How realistic is it to improve from Band 6 to Band 7 β€” and how long does it take? +

For most students, Band 6 to Band 7 is achievable in 6–12 weeks of structured practice β€” but "structured" is the key word. Writing one essay per week and hoping for improvement rarely works. What actually moves the score is writing an essay, receiving specific feedback on exactly which criterion lost you marks and why, correcting those specific patterns, and repeating. Students who identify and eliminate their two or three most frequent errors β€” countable/uncountable mistakes, the "Nowadays" opener, underdeveloped paragraphs β€” consistently reach Band 7 faster than those who practise without targeted feedback.

Is the IELTS computer test easier or harder than the paper test for Writing? +

The marking criteria, question types, time limits, and band scoring are identical β€” the exam content is exactly the same. The practical differences are: on the computer test you can type rather than handwrite, which for most students is faster and produces neater, more readable text; you can also cut and paste to restructure sentences, which is not possible on paper. The word count is displayed automatically on the computer, removing the need to count manually. The main risk on the computer test is that faster typing speed can lead to writing more words than necessary, increasing the chance of errors.

_INFORMATION_:
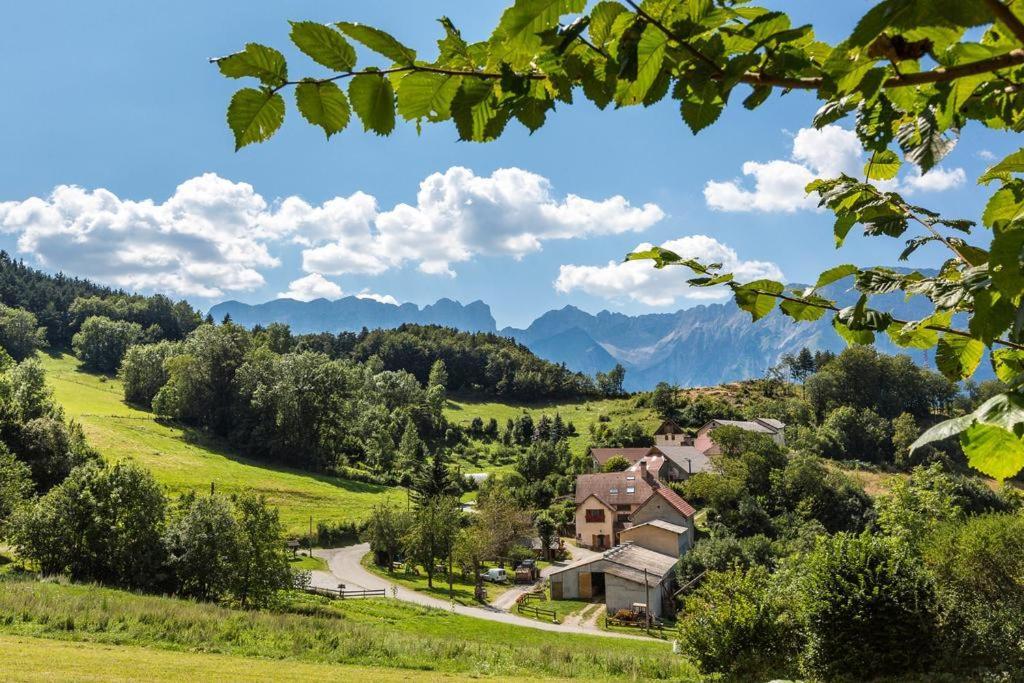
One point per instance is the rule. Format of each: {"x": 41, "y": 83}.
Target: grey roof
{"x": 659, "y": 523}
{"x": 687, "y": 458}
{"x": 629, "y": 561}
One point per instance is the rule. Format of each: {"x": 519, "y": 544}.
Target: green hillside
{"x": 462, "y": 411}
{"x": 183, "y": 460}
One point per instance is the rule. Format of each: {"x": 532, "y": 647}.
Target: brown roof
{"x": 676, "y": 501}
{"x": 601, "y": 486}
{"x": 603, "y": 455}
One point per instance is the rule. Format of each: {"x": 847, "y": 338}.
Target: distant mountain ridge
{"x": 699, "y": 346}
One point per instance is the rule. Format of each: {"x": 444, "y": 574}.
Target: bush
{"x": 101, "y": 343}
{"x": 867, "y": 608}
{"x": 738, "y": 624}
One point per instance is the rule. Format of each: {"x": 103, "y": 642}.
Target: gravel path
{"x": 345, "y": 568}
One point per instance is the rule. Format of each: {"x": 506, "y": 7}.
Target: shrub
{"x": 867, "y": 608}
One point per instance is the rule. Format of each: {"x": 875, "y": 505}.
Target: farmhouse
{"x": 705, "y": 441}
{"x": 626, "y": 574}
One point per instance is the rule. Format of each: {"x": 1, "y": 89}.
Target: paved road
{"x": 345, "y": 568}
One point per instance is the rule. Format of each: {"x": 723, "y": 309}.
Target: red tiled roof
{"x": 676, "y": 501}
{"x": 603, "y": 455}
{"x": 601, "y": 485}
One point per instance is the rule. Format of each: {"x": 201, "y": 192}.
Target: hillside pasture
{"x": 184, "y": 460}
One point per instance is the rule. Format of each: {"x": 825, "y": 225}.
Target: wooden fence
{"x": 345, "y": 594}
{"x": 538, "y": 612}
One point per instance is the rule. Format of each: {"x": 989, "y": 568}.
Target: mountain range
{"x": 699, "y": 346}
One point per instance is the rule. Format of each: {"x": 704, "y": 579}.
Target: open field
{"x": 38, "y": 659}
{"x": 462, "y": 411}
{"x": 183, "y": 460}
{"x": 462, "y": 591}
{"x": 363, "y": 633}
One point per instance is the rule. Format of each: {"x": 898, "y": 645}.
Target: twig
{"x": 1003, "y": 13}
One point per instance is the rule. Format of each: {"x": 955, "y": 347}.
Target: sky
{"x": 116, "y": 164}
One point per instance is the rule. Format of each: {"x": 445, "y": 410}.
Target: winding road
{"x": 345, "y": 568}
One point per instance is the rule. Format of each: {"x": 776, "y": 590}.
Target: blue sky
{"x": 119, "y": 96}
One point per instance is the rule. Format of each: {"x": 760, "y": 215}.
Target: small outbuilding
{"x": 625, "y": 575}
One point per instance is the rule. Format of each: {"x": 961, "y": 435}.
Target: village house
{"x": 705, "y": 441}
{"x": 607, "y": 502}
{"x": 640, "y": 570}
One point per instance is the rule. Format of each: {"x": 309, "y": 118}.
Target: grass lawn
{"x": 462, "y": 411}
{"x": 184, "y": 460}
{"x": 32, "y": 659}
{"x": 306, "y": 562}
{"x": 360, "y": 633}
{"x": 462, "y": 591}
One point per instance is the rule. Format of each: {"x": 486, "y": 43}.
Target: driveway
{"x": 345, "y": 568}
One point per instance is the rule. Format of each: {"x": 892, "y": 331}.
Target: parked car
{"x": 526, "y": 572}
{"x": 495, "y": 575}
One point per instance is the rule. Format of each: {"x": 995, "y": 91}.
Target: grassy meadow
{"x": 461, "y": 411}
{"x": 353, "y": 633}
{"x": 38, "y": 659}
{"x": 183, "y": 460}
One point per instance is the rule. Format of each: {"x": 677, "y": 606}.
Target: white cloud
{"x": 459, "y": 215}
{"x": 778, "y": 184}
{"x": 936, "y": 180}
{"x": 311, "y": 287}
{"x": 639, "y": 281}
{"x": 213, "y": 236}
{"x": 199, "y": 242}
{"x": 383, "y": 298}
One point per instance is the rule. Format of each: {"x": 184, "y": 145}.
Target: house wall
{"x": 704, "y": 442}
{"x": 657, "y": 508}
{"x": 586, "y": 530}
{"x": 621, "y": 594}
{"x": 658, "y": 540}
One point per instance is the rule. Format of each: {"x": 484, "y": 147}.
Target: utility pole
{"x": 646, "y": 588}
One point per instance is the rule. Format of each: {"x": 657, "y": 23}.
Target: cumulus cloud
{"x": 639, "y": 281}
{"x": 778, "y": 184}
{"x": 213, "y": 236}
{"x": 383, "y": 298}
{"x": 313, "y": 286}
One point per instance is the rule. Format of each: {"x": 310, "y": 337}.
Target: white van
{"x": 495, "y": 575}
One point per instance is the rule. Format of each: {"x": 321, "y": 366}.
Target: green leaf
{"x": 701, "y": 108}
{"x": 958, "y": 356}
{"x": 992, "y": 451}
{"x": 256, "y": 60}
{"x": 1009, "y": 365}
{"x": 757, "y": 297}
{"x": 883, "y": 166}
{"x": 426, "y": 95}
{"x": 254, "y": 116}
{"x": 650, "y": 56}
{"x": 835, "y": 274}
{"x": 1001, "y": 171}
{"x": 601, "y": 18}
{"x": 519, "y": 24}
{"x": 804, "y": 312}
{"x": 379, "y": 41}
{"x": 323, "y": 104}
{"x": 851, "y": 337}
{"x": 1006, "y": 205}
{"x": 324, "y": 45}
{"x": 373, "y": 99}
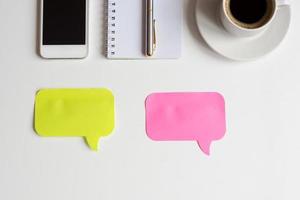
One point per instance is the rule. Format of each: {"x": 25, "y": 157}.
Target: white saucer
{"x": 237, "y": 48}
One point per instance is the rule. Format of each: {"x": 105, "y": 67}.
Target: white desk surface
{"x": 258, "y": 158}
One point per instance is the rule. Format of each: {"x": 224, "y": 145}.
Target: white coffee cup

_PROBLEM STATEMENT_: Continue the IELTS Writing FAQ above from its last sentence.

_RESPONSE TO THIS EXERCISE_:
How close to my exam should I start doing timed practice? +

From day one β€” but the purpose changes over time. In early preparation, timed practice builds awareness of how 40 minutes feels and where your time goes. In the middle phase, timed essays reveal which skills break down under pressure (usually planning gets skipped and proofreading disappears). In the final two weeks before your exam, every practice essay should be done under full exam conditions: no dictionary, no pausing, strict time. Students who only ever practise without a timer consistently underperform on exam day because the time pressure is a skill in itself.

If I write a perfect essay but on the wrong question type, what happens? +

Your Task Response score will be severely penalised β€” potentially Band 3 or 4 on that criterion β€” because you did not fulfil the specific task instructions. A beautifully written essay that treats a "Discuss Both Views" question as an "Agree/Disagree" opinion essay, for example, would score highly on Grammar and Vocabulary but receive a low Task Response mark because you did not cover both perspectives. This is why identifying the question type in the first 30 seconds is one of the most important skills in the exam.

Can I memorise and reproduce a model essay template in the exam? +

Memorising a structural template β€” introduction formula, body paragraph structure, conclusion approach β€” is useful and widely recommended. Memorising entire pre-written essays and reproducing them is not. IELTS examiners are trained to identify memorised content, and if detected, the essay may receive a Band 0 for Task Response. More practically, a memorised essay cannot be tailored to the specific question you receive, which means the content will almost certainly be off-topic. What you should memorise: your planning process, your paragraph structure formula, and 8–10 academic phrases you can use naturally across any topic.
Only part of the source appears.